I am not all talk (though a little doubt could be forgiven, really). The strange nature of knit blogging is that if a finished object is not photographed and blogged, somehow it doesn't fully exist.  Even if one is wearing it.  Frequently. Similar to the sound of one hand clapping or Shroedinger's cat, the witness gives form and structure to the reality.

I'm doling them out though, as a) I have 8 days worth of stuff to happen in the next three - would anyone like to come and do the laundry? and b) it would rather dilute the impact of the reality.

Sunset Adagio - looking rather Gothic here.  This is winter's natural light - it looked perfectly gorgeous in the wind.  The edge ruffled and rippled as it moved and I am just simple enough that I could have stood there with cold feet forever and watched.

Gothic_adagio (click for big, please.  I like this one.)

● GIVEN MATERIAL:

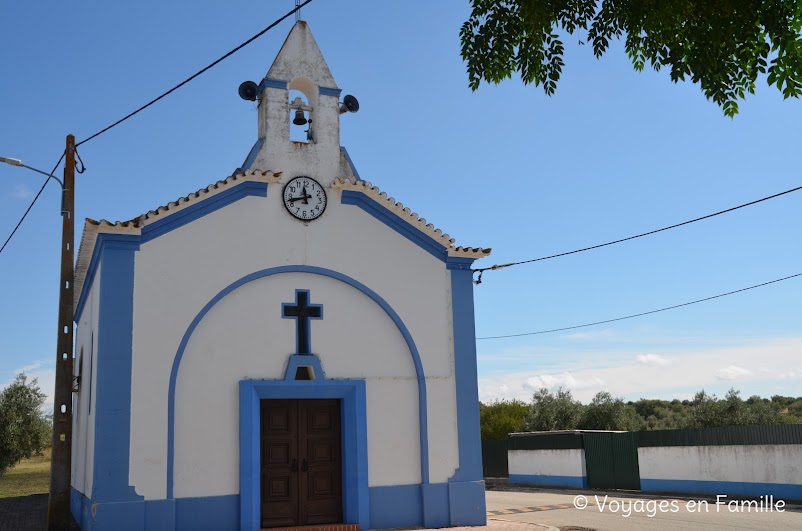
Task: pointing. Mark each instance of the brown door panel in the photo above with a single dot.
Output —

● PROBLEMS TO SOLVE:
- A) In the knitting blog post, how many days' worth of things does the writer have to get done in the next three?
- B) Carry on the knitting blog post from its last line, in the same voice.

● EXERCISE RESULTS:
- A) Eight days' worth.

- B)
Hard to believe that this is the actual color:

Sunset_adagio

Nice, huh?  Adagio shawl pattern from Candace Eisner Strick, silk fingering weight from Ball and Skein, 4 mm Holtz & Stein Needles.  Begun in June, stalled since September when I ran out of yarn (despite the fact that Judy found another half skein for me in October.  I am slow). 

About three repeats short of specified size, as the yarn shortage was becoming apparent, but my silk gauge is so loose, I think it worked out well.  Just the right sort of pick me up for the dull colors of December. 

If I ever find happiness, it'll be when I stub my toe on it.

Heh.  Met a goal, not a goal person.  Not the writing of greatest clarity.  Oops.

It is totally possible to meet a goal without having one.

I find with most things that I do much better if I sneak up on them.  Emotional growth, human understanding, knitting, exercise....if I make a chart, a goal statement and specific plan, the first thing I do is exactly the opposite of what will make progress happen. Maybe clean the cabinet under the sink.

I've never liked being told what to do, apparently not even by myself.  Which is totally strange really, because you would be hard pressed to find a less indirect human being than I.  Even when I am trying to be delicate and nuanced, all I end up doing is choosing the delicately nuanced word that most brutally rips the band-aid off.  I have a near-genius for it.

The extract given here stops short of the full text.